TEXT.
As for places to watch, you could stake out a place early and stay there or you could plan to watch him come through a few towns along the way. The latter might be difficult since you aren't familiar with the area. At any rate, it will be an unforgetable experience for him (and you as well). The crowds in Boston are wonderful--real fans of running and proud of the Boston Marathon's place in the sport. I'll cross my fingers that your stepson has cool, dry weather for his Boston adventure and that you have a great time on race day and before.
Julia

----------


## GramChop

thanks, julia!  he is slowly checking off his "bucket list" and running a marathon is on the list!

we're planning on staking out one place on the route and staying there until he passes!  we have pom-poms, mardi gras beads, signs and noise makers to cheer him on!

hancock does, indeed, have a central meeting location for their runners/families so we will meet up with him there post-race.

thanks for the crossed fingers for weather!!!

----------


## GramChop

i'm home from my whirlwind boston massacre!  what a trip.  once i upload my photographs, i will post a report.

my step-son did run the boston marathon and he finished with an extremely respectable 4 hour 19 minute time!

Point placement records

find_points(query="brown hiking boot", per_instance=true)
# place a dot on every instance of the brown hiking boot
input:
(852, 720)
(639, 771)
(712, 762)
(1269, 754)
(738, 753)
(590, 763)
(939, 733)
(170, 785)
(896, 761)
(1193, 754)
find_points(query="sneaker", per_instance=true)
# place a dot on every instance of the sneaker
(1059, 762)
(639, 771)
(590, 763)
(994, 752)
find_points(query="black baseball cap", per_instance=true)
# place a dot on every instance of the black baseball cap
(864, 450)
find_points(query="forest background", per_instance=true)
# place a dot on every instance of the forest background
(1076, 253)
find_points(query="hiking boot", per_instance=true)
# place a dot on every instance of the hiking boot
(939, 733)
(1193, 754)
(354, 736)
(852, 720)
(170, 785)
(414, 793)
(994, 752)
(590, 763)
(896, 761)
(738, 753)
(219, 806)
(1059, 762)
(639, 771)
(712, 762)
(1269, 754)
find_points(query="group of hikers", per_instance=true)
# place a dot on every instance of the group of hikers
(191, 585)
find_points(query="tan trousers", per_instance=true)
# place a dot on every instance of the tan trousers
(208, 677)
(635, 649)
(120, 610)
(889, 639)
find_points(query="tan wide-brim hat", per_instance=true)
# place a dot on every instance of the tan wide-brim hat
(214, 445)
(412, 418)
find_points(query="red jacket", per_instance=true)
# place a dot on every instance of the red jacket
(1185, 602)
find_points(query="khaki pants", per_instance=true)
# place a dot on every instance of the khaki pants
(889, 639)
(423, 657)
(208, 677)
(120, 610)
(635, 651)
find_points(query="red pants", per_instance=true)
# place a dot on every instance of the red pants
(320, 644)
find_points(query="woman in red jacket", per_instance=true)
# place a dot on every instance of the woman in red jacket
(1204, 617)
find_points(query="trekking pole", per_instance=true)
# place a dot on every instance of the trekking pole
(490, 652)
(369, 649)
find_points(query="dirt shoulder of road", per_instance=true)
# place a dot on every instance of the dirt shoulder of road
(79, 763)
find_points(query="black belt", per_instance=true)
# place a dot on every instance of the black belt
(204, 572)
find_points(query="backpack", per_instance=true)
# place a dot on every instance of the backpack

TASK STATEMENT.
Continue the forum thread about the Boston Marathon from the point where it stops.

ANSWER TO THE PROBLEM.
----------


## amyb

I am smiling knowing you are back on the forum. A

----------


## fins85258

Anyone who can knockdown 10 minute miles for 4 1/2 hours straight is more than respectable, it's commendable. It may be half speed compared to the winner but it's still 26 miles of pounding.

----------


## GramChop

thanks, fins!  i passed on your words to my stepson and he says 'thanks'.

don't tell anyone, but he inspired me to start training.  there's a 1/2 marathon here in new orleans in february that i'm going to run.  i actually ran my first consistent mile yesterday...now 12.1 more to go!

----------


## phil62

Good for you, Gramchop. You go girl!! A

----------


## GramChop

i thought i would just let that slip by unnoticed, but you've got THE eye, amy!  i'm training slowly and steadily on my own now, but will hook up with a running team in august.  who knows, maybe i will complete a full marathon by the time i'm 50!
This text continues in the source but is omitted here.